• GIVEN TASK: From the line that contains "of the wavy" down to the last line of the data below, restate every line word for word, skipping any images.

>> start RECORDS SHOWN

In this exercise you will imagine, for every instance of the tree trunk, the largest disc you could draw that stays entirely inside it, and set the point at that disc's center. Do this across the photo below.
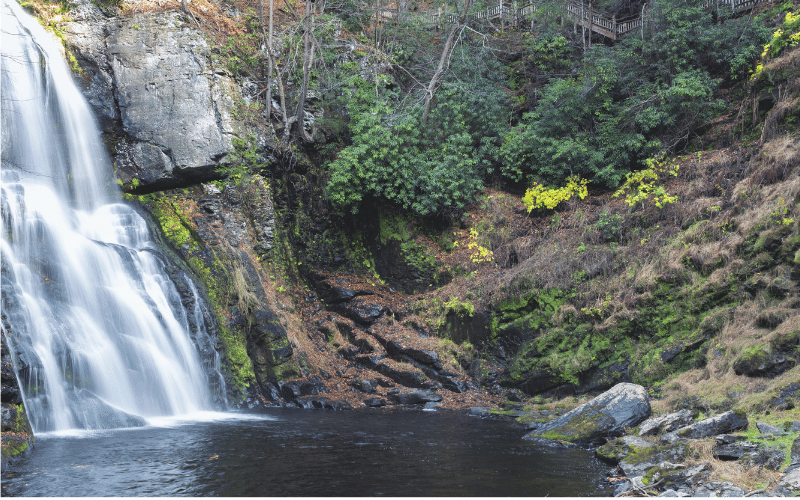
(308, 54)
(271, 67)
(441, 68)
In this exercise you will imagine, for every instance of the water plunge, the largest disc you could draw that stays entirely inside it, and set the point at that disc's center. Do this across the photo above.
(105, 332)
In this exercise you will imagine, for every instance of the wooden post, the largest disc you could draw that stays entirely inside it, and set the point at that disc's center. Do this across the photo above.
(643, 5)
(614, 28)
(591, 22)
(583, 27)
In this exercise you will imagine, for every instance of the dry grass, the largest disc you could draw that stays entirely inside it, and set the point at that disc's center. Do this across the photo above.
(738, 473)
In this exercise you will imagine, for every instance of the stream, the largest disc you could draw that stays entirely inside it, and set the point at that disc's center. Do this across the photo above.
(305, 453)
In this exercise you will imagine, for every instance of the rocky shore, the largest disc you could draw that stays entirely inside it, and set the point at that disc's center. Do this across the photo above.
(672, 455)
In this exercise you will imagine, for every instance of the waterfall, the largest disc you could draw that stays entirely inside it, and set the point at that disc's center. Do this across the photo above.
(101, 336)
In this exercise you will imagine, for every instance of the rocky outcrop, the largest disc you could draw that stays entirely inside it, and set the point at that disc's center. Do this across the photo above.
(636, 456)
(721, 424)
(667, 423)
(414, 397)
(624, 405)
(154, 86)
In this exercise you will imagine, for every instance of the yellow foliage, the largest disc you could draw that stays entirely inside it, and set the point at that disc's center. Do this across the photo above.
(481, 253)
(646, 184)
(539, 196)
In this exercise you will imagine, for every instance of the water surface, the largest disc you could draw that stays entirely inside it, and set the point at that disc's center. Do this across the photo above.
(307, 453)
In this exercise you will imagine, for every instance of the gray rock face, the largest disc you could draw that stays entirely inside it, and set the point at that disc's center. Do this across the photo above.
(719, 489)
(795, 456)
(415, 397)
(151, 77)
(667, 423)
(624, 405)
(765, 428)
(720, 424)
(791, 481)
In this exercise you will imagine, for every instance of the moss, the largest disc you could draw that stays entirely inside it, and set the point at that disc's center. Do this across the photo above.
(173, 216)
(656, 474)
(581, 427)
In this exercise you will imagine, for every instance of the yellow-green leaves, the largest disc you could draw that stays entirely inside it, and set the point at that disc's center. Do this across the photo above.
(538, 196)
(647, 184)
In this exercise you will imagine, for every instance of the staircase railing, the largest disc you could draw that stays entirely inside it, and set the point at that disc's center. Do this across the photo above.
(583, 13)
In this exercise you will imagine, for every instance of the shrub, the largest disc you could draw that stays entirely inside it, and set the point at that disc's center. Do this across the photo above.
(539, 196)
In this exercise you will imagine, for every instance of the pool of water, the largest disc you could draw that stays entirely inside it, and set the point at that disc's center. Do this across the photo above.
(306, 453)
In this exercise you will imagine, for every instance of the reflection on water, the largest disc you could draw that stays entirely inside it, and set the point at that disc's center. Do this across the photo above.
(307, 453)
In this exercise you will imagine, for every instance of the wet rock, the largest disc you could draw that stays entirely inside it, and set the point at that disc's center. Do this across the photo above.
(338, 291)
(414, 397)
(637, 456)
(402, 377)
(719, 489)
(667, 423)
(10, 388)
(794, 456)
(625, 405)
(480, 411)
(321, 403)
(765, 428)
(362, 310)
(791, 481)
(725, 449)
(290, 391)
(786, 397)
(367, 386)
(720, 424)
(616, 450)
(768, 458)
(395, 348)
(622, 488)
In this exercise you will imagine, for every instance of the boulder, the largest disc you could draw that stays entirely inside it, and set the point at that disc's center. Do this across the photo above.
(768, 458)
(480, 411)
(363, 310)
(367, 386)
(791, 481)
(730, 447)
(637, 456)
(624, 405)
(320, 403)
(616, 450)
(414, 397)
(794, 455)
(667, 423)
(719, 489)
(151, 76)
(765, 428)
(721, 424)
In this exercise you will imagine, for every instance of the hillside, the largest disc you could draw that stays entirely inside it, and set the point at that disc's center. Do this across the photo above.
(390, 250)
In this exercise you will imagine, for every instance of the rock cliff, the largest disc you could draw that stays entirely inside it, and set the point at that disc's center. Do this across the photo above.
(158, 94)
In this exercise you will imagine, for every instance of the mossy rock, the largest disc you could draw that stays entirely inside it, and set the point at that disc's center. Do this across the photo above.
(618, 449)
(625, 405)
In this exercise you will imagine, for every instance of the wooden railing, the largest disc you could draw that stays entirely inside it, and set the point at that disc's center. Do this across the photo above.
(580, 12)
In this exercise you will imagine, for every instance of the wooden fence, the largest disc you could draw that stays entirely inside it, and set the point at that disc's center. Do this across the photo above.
(581, 13)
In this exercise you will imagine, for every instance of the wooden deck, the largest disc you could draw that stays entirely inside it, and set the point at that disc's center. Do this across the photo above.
(580, 13)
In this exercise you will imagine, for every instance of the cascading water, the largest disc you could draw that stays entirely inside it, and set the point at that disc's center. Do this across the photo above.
(101, 335)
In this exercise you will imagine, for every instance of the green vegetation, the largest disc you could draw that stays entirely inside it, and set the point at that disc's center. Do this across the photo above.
(173, 216)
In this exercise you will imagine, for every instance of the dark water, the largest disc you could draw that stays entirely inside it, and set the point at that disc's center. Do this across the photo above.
(307, 453)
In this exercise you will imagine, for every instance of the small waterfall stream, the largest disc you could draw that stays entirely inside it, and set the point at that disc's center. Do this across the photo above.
(100, 333)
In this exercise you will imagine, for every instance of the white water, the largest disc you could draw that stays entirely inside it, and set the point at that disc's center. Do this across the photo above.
(99, 335)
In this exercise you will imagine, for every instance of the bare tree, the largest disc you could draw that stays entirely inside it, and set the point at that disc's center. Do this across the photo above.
(436, 79)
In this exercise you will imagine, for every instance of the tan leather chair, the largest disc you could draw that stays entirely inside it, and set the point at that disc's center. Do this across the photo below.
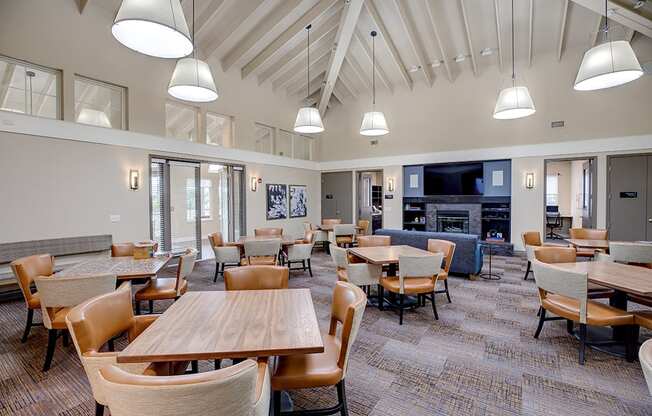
(225, 255)
(418, 276)
(552, 255)
(163, 288)
(565, 294)
(268, 232)
(329, 368)
(374, 240)
(94, 323)
(447, 248)
(59, 295)
(587, 234)
(25, 270)
(256, 278)
(238, 390)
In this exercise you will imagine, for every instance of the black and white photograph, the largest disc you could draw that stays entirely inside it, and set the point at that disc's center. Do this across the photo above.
(298, 201)
(277, 201)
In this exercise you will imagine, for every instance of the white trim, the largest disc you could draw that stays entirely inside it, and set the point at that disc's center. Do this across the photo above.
(36, 126)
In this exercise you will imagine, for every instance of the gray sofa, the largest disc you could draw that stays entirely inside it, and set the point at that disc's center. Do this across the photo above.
(467, 258)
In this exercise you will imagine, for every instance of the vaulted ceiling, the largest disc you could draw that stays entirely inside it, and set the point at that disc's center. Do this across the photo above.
(421, 42)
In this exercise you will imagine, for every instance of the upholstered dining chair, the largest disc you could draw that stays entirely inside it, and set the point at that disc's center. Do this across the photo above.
(171, 288)
(268, 232)
(364, 275)
(25, 270)
(552, 255)
(564, 293)
(329, 368)
(261, 252)
(225, 255)
(447, 248)
(300, 253)
(95, 323)
(239, 390)
(587, 234)
(59, 295)
(418, 276)
(256, 278)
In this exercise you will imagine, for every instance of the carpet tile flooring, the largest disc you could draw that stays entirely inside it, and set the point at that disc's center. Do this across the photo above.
(480, 358)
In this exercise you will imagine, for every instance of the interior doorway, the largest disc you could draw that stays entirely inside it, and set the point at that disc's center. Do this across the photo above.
(370, 198)
(569, 196)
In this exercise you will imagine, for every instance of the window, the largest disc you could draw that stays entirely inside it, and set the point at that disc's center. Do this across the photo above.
(552, 190)
(283, 145)
(263, 136)
(181, 121)
(29, 89)
(205, 185)
(219, 129)
(100, 104)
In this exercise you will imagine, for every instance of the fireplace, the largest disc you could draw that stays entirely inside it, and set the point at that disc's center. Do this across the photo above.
(453, 221)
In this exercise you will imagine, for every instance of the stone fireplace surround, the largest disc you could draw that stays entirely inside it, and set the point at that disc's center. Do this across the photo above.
(475, 215)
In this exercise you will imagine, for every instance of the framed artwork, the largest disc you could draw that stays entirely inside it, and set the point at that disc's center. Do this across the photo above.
(298, 201)
(277, 201)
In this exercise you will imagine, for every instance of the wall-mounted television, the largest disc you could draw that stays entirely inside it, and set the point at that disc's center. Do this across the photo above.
(453, 179)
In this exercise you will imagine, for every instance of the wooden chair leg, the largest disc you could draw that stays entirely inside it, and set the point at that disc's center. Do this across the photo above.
(52, 343)
(28, 324)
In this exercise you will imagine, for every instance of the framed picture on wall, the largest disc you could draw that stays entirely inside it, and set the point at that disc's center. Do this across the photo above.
(277, 201)
(298, 201)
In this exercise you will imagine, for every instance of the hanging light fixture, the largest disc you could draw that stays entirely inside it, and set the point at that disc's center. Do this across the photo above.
(153, 27)
(192, 79)
(515, 101)
(373, 122)
(607, 65)
(308, 118)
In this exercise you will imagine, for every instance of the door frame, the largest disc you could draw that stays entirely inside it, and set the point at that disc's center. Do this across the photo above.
(594, 185)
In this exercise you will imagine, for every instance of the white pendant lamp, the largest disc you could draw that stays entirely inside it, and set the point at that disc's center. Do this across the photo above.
(192, 79)
(514, 101)
(153, 27)
(607, 65)
(308, 118)
(373, 122)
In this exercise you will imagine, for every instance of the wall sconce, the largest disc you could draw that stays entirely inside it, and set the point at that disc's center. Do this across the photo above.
(390, 184)
(134, 179)
(529, 180)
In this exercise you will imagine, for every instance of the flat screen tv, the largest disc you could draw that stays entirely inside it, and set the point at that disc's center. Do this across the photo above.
(453, 179)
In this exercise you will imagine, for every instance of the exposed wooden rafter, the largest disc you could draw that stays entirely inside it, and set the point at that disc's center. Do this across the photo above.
(348, 21)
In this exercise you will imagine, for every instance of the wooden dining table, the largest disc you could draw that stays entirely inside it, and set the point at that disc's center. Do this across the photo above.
(125, 268)
(230, 324)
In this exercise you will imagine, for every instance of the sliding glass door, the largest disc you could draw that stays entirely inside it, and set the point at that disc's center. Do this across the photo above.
(189, 200)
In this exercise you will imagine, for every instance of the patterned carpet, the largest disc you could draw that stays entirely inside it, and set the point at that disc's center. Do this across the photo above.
(479, 359)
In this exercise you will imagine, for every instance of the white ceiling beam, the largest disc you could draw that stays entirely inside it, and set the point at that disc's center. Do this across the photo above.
(325, 31)
(298, 70)
(435, 30)
(413, 39)
(499, 31)
(274, 17)
(530, 51)
(368, 53)
(467, 29)
(348, 21)
(562, 29)
(296, 28)
(624, 15)
(384, 33)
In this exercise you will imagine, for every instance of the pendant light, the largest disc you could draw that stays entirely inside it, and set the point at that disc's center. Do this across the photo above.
(308, 118)
(373, 122)
(515, 101)
(154, 27)
(607, 65)
(192, 79)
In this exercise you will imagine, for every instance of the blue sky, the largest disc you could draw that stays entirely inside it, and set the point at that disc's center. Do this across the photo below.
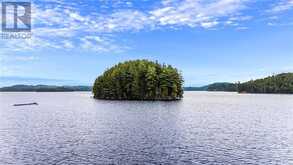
(208, 40)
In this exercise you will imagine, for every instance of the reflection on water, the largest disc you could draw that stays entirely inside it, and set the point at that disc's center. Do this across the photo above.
(204, 128)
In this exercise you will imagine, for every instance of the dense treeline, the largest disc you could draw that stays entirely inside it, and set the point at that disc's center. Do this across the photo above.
(139, 80)
(282, 83)
(226, 87)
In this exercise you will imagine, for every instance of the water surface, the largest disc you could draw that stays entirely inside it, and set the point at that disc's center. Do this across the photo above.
(203, 128)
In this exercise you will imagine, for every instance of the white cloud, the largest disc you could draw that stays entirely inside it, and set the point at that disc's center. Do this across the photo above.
(66, 25)
(282, 6)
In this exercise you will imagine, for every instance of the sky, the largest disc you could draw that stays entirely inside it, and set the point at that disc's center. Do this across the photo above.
(207, 40)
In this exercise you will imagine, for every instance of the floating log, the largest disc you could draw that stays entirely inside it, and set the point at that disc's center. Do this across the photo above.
(25, 104)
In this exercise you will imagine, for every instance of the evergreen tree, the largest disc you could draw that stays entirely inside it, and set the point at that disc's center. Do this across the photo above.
(139, 80)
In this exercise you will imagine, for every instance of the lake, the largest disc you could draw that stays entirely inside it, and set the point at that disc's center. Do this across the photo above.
(203, 128)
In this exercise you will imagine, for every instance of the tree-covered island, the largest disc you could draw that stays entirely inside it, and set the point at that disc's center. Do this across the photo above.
(139, 80)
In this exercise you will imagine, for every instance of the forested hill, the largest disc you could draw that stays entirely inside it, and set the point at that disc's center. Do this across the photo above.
(139, 80)
(281, 83)
(44, 88)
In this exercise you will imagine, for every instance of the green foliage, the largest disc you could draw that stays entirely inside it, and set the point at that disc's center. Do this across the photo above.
(227, 87)
(139, 80)
(282, 83)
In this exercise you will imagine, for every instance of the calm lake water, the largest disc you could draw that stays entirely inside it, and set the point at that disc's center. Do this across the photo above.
(203, 128)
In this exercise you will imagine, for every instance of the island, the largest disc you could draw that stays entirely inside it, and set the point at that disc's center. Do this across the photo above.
(281, 83)
(139, 80)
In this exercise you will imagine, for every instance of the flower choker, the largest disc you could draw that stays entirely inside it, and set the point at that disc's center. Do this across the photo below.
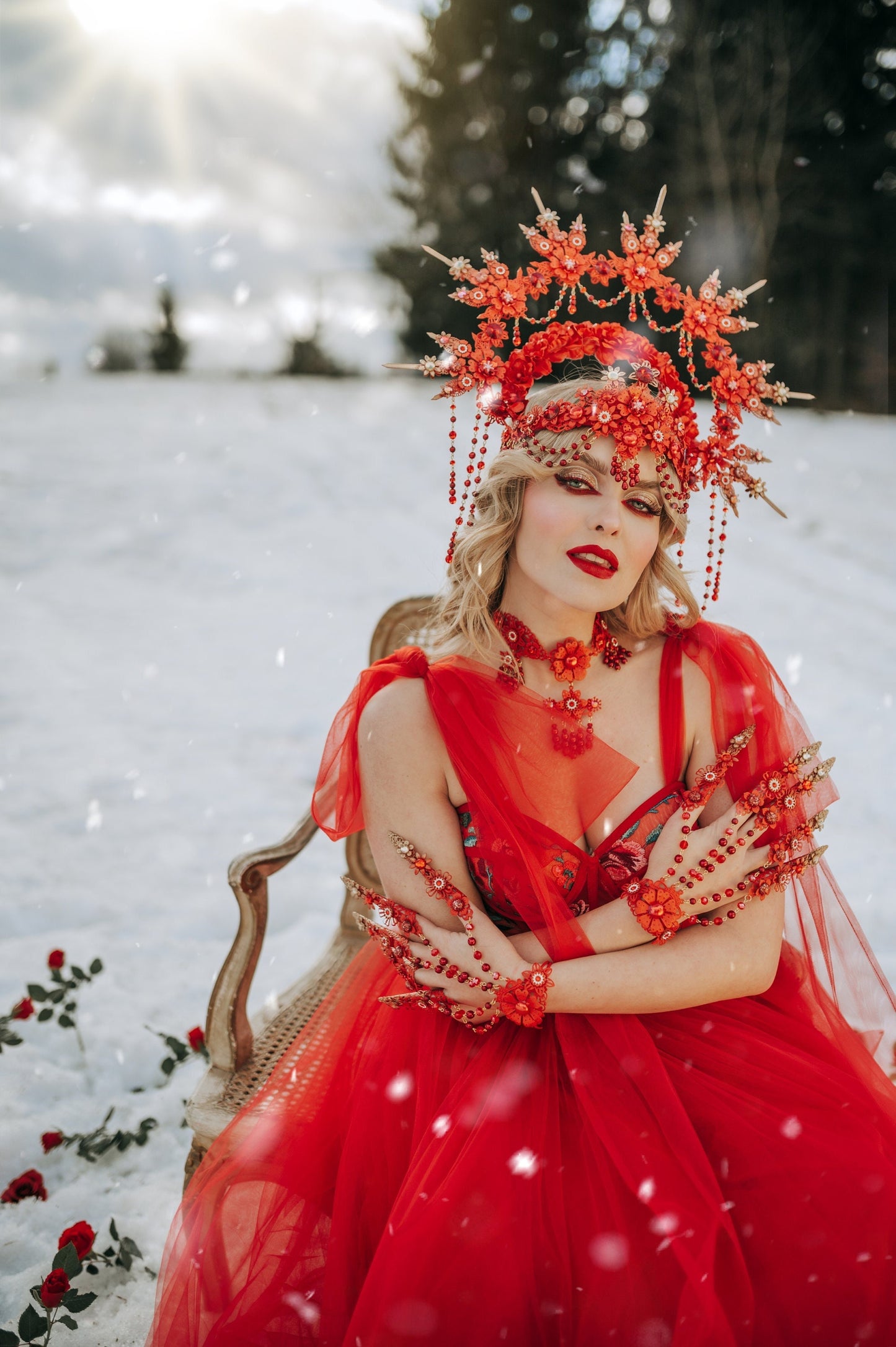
(569, 663)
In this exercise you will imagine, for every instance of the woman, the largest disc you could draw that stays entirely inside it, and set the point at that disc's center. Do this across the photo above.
(641, 1105)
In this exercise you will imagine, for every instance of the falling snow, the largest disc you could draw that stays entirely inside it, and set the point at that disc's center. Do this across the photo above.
(175, 716)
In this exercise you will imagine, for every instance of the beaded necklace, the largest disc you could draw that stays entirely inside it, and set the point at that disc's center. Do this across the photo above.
(569, 663)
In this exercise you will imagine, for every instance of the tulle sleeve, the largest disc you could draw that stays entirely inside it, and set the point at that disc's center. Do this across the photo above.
(336, 804)
(823, 938)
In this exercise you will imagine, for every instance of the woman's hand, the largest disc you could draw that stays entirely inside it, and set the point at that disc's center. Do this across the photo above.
(452, 959)
(722, 855)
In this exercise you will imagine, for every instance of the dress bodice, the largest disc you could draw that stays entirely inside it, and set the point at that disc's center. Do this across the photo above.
(582, 880)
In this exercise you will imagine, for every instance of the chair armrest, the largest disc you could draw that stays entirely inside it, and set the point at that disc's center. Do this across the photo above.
(228, 1034)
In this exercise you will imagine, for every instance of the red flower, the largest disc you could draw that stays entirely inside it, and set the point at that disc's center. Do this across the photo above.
(81, 1235)
(657, 907)
(519, 1005)
(624, 860)
(670, 296)
(494, 333)
(55, 1288)
(601, 270)
(570, 660)
(30, 1185)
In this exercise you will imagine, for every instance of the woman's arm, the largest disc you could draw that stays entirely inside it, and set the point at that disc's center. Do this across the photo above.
(714, 964)
(402, 764)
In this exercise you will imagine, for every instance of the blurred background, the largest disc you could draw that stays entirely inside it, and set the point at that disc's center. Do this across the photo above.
(211, 226)
(251, 174)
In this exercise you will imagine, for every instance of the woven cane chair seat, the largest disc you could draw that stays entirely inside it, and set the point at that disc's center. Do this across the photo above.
(243, 1052)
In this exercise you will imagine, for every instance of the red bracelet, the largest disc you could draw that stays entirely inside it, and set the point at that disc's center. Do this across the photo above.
(523, 1000)
(655, 905)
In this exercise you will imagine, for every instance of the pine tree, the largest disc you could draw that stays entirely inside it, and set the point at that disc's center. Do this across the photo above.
(167, 349)
(487, 120)
(771, 124)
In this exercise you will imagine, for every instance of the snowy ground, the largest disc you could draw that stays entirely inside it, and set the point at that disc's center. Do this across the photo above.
(190, 573)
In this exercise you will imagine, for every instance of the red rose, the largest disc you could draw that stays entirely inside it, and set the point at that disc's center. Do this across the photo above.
(624, 860)
(55, 1288)
(81, 1235)
(30, 1185)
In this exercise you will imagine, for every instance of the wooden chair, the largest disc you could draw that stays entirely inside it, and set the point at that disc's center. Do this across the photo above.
(243, 1052)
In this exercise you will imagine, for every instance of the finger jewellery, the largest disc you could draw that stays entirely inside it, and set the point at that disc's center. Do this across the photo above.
(659, 905)
(522, 1000)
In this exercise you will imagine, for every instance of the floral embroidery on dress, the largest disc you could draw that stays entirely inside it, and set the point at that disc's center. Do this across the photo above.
(626, 858)
(562, 868)
(468, 829)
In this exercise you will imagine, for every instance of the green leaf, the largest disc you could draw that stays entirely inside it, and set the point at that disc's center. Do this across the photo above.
(68, 1260)
(32, 1325)
(80, 1302)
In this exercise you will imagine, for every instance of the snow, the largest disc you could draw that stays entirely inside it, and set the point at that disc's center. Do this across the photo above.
(192, 570)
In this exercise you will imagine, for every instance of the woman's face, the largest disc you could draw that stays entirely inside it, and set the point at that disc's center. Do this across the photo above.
(582, 539)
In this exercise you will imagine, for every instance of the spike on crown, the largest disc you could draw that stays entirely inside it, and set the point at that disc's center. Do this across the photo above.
(649, 407)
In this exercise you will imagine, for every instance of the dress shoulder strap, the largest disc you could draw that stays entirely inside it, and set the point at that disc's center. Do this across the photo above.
(672, 710)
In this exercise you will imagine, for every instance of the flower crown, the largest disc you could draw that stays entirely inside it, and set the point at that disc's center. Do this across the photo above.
(649, 407)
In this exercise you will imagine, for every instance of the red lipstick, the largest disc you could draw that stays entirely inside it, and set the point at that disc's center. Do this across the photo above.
(595, 561)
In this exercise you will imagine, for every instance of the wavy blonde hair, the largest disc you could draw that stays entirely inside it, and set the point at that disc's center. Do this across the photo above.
(463, 612)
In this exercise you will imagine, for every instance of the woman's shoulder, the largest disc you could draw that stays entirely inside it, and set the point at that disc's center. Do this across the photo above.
(719, 636)
(399, 710)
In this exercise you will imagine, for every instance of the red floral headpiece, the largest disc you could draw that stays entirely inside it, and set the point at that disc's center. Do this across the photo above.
(647, 407)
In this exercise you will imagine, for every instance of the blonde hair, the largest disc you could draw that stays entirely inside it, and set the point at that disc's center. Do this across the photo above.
(477, 573)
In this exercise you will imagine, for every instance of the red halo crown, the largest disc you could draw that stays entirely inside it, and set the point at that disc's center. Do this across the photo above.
(649, 407)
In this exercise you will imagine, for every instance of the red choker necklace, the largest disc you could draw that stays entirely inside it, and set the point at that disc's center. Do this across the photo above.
(569, 662)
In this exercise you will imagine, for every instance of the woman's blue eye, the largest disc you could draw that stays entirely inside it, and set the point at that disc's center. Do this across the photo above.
(575, 481)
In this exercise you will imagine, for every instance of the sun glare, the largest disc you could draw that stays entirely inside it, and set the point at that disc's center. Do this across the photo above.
(150, 29)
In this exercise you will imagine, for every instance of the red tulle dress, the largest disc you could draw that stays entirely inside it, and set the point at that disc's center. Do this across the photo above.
(720, 1176)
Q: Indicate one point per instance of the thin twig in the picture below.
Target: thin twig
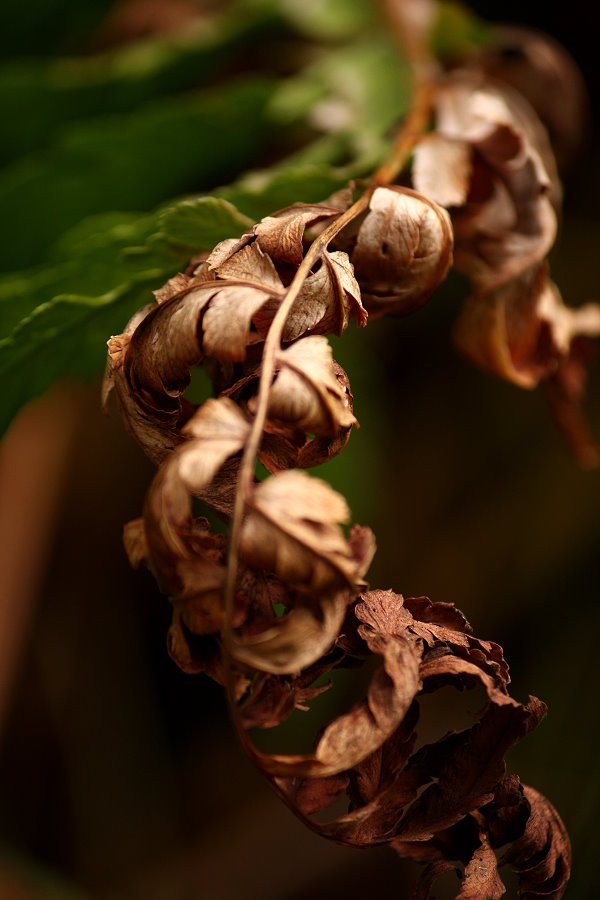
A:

>> end RECORDS SHOWN

• PROBLEM SOLUTION:
In this exercise you will imagine, for every instance of the wavy blonde hair, the largest disc you could draw that stays entirely inside it, and set the point at that disc's center. Do this across the photo above.
(463, 612)
In this exercise you will imagine, for every instance of the woman's shoulder, the largest disc you could draw that stays entirely inside it, and set the point at that disc's center. Do this across the photo above.
(719, 636)
(399, 710)
In this exercise you will imagine, for every instance of the red floral headpiece, the largest disc you could draw that stays entirely inside it, and set the point at that disc's center. Do this across the photo above.
(647, 407)
In this exercise you will imagine, for every instance of the blonde hair, the largest disc you could draw that stays entirely inside it, and set the point at that disc's center. Do this across the photo above.
(477, 573)
In this exercise you will imagine, for every instance of the red halo crown, the largest disc you could draw that stays entirely inside it, and set the point at that disc's center. Do this across the photo above.
(649, 407)
In this exercise you will imagine, for every instance of the red choker necklace, the largest disc you could draw that stays entirely inside it, and set the point at that disc's center. Do this across the photo above.
(569, 662)
In this exercise you will imagine, for every instance of the woman's blue eye, the largest disc you could draw that stays entirely inside it, and set the point at that disc's center. Do this across the photo above.
(575, 481)
In this exercise you will imagine, for every instance of the sun glare, the largest disc you could draw that stays entirely inside it, and set the point at that disc's center. Do this across the photo above.
(150, 29)
In this exercise you will imagine, for every instance of the red tulle dress, the largest disc you could draw that stays entirely inside it, and set the point at that disc's center. Do this across the photo above.
(720, 1176)
Q: Indicate one point per instance of the thin twig in the picture below.
Target: thin twig
A:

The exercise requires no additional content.